Saved entries:
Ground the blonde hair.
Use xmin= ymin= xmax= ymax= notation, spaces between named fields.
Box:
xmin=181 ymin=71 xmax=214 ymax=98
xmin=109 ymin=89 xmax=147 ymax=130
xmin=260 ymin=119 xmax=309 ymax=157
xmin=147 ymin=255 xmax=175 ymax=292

REQUIRED WORK: Quote every line of the records above, character for character.

EXPECTED ANSWER:
Ground the blonde hair.
Use xmin= ymin= xmax= ymax= notation, spaces between named fields.
Box:
xmin=181 ymin=71 xmax=214 ymax=98
xmin=109 ymin=89 xmax=147 ymax=130
xmin=260 ymin=119 xmax=309 ymax=157
xmin=147 ymin=255 xmax=175 ymax=292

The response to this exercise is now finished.